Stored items
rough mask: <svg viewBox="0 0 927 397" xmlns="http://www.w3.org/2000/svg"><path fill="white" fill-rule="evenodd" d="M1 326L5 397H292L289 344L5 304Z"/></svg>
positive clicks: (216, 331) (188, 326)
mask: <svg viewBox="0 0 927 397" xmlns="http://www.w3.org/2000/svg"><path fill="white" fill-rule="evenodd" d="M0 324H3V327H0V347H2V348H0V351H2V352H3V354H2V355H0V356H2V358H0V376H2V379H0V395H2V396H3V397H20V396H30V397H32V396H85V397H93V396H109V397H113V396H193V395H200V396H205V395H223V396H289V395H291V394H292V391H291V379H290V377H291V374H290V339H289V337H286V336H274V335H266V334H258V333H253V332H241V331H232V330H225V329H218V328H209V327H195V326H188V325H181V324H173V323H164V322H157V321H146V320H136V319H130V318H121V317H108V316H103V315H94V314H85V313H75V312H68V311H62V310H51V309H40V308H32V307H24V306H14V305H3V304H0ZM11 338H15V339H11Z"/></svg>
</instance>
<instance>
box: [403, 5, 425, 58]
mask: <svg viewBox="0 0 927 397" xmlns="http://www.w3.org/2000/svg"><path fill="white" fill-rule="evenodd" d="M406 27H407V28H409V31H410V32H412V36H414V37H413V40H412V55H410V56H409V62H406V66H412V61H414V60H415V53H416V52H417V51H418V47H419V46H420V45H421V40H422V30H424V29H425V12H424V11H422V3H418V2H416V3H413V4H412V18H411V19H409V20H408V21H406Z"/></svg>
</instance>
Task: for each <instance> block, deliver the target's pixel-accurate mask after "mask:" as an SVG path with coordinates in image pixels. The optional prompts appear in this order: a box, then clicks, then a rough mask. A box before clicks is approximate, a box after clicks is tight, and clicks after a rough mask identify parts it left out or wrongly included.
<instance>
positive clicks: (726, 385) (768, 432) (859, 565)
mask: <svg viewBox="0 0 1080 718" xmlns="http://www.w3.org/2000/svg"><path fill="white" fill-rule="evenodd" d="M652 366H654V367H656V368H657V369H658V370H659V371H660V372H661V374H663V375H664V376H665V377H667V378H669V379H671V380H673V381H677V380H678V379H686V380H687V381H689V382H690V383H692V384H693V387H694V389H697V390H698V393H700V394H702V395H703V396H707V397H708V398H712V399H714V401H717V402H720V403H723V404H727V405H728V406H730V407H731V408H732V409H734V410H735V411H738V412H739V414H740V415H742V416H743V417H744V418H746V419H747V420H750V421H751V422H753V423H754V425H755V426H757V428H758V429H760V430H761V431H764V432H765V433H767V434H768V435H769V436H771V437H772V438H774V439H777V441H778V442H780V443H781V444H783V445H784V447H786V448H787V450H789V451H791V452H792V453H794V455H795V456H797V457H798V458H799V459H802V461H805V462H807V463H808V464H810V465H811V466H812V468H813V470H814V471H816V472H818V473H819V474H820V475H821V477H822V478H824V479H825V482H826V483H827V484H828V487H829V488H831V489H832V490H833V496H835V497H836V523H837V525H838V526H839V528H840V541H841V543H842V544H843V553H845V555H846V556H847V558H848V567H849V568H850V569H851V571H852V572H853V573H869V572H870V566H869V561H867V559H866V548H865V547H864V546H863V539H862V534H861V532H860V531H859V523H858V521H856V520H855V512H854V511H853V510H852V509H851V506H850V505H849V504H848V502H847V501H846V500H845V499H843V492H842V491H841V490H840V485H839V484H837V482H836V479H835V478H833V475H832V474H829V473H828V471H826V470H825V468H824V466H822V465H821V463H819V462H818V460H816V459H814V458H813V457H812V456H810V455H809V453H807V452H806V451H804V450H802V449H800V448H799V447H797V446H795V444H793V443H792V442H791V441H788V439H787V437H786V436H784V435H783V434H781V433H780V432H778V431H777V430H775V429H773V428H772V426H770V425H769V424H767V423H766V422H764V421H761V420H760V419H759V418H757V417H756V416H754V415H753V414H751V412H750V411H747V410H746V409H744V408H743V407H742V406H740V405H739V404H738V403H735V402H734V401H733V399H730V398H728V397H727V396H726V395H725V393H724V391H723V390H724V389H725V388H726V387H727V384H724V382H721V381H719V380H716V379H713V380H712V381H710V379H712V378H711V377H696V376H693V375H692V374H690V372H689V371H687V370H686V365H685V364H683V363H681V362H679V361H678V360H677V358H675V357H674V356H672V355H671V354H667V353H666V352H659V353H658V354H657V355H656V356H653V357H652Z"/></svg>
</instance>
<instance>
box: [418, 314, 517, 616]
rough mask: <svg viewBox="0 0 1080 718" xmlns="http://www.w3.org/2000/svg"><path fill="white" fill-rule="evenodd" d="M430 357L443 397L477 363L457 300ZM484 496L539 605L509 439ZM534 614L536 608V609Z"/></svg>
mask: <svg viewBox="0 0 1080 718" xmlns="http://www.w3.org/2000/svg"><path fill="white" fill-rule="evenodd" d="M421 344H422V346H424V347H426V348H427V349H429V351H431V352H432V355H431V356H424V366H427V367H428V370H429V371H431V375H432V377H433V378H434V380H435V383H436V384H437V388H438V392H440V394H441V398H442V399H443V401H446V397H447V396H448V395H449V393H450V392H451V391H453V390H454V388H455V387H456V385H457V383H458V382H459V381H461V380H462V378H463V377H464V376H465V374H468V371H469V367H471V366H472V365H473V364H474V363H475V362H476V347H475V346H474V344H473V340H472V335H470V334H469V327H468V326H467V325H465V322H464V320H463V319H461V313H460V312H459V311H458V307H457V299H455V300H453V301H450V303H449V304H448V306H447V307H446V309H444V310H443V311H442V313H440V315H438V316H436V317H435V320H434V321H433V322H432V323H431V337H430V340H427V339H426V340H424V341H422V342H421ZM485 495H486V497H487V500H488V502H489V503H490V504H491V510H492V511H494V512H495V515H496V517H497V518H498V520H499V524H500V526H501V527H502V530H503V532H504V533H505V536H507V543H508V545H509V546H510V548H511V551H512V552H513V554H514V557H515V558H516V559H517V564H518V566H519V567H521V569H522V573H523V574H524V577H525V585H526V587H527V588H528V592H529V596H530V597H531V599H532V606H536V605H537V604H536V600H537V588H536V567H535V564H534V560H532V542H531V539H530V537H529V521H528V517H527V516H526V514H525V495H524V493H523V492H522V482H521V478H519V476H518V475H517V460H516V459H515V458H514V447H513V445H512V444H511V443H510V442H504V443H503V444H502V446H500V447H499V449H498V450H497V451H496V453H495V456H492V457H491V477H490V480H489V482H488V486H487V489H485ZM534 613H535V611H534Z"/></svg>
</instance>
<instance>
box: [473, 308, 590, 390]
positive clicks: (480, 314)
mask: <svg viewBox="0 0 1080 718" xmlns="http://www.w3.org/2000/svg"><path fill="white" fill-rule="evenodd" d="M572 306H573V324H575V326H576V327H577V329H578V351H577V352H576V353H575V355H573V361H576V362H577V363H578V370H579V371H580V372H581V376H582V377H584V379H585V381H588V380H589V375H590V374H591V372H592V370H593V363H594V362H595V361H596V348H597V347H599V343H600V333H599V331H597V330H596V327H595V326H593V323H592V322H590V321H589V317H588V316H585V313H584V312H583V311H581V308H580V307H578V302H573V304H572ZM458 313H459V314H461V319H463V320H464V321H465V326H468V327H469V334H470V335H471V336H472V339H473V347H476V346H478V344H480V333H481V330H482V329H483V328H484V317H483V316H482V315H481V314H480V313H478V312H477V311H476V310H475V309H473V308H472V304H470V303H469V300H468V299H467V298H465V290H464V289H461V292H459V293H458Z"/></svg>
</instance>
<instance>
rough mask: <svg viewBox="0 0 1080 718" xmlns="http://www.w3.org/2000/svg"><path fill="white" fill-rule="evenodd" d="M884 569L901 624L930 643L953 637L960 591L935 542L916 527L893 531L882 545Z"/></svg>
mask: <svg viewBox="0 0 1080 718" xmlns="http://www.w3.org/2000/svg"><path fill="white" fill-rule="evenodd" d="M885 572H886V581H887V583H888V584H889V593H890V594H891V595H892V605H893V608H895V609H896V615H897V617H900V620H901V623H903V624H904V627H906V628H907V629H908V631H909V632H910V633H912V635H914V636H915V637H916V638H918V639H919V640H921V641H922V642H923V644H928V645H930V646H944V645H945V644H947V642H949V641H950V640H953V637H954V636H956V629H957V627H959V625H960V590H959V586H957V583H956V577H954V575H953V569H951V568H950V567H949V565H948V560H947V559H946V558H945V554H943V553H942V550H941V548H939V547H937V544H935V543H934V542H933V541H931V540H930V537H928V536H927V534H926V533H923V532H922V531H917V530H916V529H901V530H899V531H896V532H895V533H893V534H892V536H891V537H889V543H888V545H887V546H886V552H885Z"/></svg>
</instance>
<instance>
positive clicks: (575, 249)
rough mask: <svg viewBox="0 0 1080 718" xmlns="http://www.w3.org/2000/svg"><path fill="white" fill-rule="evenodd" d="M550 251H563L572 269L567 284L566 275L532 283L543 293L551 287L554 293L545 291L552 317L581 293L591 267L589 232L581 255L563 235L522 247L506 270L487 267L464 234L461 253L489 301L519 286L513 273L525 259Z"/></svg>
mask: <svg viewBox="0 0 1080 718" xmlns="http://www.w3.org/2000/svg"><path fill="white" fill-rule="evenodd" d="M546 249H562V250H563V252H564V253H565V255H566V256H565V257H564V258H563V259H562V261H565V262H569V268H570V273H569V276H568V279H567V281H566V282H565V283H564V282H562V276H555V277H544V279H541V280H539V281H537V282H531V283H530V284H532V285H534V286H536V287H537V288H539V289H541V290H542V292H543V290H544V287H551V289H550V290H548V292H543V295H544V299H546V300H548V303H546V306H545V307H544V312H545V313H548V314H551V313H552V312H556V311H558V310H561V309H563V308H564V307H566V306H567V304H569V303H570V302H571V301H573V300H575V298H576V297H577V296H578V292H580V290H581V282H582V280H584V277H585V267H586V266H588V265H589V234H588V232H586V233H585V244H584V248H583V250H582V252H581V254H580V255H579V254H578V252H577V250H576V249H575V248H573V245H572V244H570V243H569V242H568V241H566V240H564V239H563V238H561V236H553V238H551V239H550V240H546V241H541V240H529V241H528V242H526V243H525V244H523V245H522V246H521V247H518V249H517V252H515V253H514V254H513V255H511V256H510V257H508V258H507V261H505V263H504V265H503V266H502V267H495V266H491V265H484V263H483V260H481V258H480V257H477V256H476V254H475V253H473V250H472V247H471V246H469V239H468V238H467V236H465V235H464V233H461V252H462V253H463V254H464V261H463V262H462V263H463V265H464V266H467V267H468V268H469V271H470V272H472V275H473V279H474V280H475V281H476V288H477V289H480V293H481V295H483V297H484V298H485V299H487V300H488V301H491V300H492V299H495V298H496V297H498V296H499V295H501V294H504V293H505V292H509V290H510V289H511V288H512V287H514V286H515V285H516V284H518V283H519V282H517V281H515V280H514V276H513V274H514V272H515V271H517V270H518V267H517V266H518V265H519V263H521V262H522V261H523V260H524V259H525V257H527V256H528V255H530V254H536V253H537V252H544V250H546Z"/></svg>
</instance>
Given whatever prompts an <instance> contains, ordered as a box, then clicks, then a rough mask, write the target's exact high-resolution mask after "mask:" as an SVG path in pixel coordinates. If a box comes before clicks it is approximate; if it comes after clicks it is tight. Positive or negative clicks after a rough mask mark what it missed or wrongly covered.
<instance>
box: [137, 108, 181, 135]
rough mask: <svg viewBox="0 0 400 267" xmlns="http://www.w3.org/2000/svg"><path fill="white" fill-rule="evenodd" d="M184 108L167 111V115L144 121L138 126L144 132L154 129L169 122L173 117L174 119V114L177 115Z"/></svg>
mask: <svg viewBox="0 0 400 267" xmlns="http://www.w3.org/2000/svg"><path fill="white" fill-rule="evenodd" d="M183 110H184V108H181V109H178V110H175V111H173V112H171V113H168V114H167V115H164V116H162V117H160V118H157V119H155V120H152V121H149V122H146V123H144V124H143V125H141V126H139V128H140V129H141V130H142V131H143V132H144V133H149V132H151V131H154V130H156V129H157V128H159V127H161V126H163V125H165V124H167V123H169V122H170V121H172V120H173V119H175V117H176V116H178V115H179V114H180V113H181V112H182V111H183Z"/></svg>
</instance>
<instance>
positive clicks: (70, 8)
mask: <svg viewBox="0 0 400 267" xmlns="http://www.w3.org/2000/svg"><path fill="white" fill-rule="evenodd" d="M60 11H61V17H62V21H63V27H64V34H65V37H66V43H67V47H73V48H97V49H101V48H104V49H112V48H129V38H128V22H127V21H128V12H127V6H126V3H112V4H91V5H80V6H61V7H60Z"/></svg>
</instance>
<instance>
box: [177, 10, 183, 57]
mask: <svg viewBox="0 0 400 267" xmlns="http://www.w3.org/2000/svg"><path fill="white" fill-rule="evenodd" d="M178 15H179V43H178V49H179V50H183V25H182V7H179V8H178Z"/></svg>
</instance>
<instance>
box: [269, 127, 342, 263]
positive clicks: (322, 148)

• **Exercise objective**
Put every line from the first line of the entries through the line containing "positive clicks: (216, 331) (188, 326)", inclusive, into a JSON list of strings, one string per line and with blank lines omitted.

• **Exercise response**
[
  "rough mask: <svg viewBox=\"0 0 927 397\" xmlns=\"http://www.w3.org/2000/svg\"><path fill=\"white\" fill-rule=\"evenodd\" d=\"M1 326L5 397H292L289 344L5 304Z\"/></svg>",
  "positive clicks: (216, 331) (188, 326)"
]